__BRIEF__
Reproduce the following material line for line, changing nothing.

▬▬▬▬▬▬

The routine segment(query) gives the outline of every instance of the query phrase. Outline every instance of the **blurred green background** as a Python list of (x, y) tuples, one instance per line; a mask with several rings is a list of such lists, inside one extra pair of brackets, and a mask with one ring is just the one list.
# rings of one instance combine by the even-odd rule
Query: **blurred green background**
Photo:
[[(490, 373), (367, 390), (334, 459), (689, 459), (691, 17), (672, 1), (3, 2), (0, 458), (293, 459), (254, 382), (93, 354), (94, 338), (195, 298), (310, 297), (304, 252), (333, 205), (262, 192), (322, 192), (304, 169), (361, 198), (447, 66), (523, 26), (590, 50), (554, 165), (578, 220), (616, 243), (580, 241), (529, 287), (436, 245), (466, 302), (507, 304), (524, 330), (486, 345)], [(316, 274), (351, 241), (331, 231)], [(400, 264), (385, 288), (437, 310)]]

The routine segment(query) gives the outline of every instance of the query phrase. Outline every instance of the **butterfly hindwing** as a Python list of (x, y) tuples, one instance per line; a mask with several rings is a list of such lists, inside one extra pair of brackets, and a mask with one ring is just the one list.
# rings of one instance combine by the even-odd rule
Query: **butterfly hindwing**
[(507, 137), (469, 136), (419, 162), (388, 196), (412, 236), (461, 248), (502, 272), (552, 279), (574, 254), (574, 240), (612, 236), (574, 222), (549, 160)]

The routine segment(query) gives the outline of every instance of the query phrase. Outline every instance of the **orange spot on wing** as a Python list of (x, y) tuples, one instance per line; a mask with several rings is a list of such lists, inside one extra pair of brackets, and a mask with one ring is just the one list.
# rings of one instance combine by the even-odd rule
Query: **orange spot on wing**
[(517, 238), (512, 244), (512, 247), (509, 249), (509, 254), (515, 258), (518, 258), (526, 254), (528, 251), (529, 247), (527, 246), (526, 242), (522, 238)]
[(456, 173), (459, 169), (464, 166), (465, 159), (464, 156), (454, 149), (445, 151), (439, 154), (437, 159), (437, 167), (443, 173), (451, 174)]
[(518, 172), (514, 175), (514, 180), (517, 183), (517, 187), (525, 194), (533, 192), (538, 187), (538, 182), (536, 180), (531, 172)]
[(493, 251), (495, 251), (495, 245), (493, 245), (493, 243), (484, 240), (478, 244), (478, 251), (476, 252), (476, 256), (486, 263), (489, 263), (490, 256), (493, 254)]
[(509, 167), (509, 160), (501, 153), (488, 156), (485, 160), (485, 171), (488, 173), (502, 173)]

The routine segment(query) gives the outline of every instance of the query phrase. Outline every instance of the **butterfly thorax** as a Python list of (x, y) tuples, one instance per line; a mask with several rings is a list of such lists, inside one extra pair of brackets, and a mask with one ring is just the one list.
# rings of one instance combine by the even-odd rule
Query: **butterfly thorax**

▬▬▬▬▬▬

__RESULT FOR THIS TASK__
The routine segment(query) gives the outline of every instance of the query phrase. Outline every instance of the **blurred green background** as a Python list of (x, y) tuples, one instance per line; a mask with several rings is a list of such lists, inside one extra pair of brackets, and a mask with one ring is just the one list.
# rings of one instance combine by the even-odd rule
Query: **blurred green background**
Photo:
[[(490, 373), (367, 390), (334, 459), (689, 459), (691, 17), (672, 1), (3, 2), (0, 458), (293, 459), (254, 382), (93, 354), (94, 338), (195, 298), (310, 297), (304, 252), (333, 205), (262, 192), (322, 192), (304, 169), (361, 198), (447, 66), (523, 26), (590, 50), (554, 165), (578, 220), (616, 243), (580, 241), (529, 287), (436, 245), (466, 302), (507, 304), (524, 330), (486, 345)], [(316, 274), (351, 241), (331, 231)], [(400, 264), (385, 288), (437, 310)]]

The routine segment(query) gives the outline of every instance of the query phrase. Outline every instance of the **butterfly hindwing** as a Python list of (x, y) tuples, one instance per line; a mask with several rings is a list of such lists, inside one extra pair of brackets, and a mask with one ring is just the one list.
# rings of one instance combine by the even-odd rule
Query: **butterfly hindwing**
[(507, 137), (469, 136), (419, 162), (388, 196), (412, 236), (461, 248), (502, 272), (552, 279), (574, 254), (574, 240), (612, 236), (574, 222), (549, 160)]

The routine segment(query) gives the outline of every instance of the query phrase. Outline every instance of the **orange spot on wing** as a Python list of (x, y) tuples, one instance per line; a mask with several rings is a list of such lists, inside one extra pair of brackets, and a mask with one ring is just the one list.
# rings of one instance combine by the even-odd rule
Query: **orange spot on wing**
[(517, 238), (512, 244), (512, 247), (509, 249), (509, 254), (515, 258), (518, 258), (526, 254), (528, 251), (529, 247), (527, 246), (526, 242), (522, 238)]
[(456, 173), (459, 169), (464, 166), (465, 159), (464, 156), (454, 149), (445, 151), (439, 154), (437, 159), (437, 167), (443, 173), (451, 174)]
[(518, 172), (514, 175), (514, 180), (517, 183), (517, 187), (525, 194), (533, 192), (538, 187), (538, 182), (536, 180), (531, 172)]
[(493, 251), (495, 251), (495, 245), (493, 245), (493, 243), (484, 240), (478, 244), (478, 251), (476, 252), (476, 256), (486, 263), (489, 263), (490, 256), (493, 254)]
[(509, 167), (509, 160), (501, 153), (488, 156), (485, 160), (485, 171), (488, 173), (502, 173)]

The routine segment(query) gives the outline of every instance of the query phrase. Outline every instance of the **butterfly thorax** as a Python list of (x, y) tuples, one instance per line; a mask with several rings is a list of such lists, inside one extra pair of brackets, and a mask with one ring is just the one list.
# rings of one instance combine by the even-odd rule
Query: **butterfly thorax**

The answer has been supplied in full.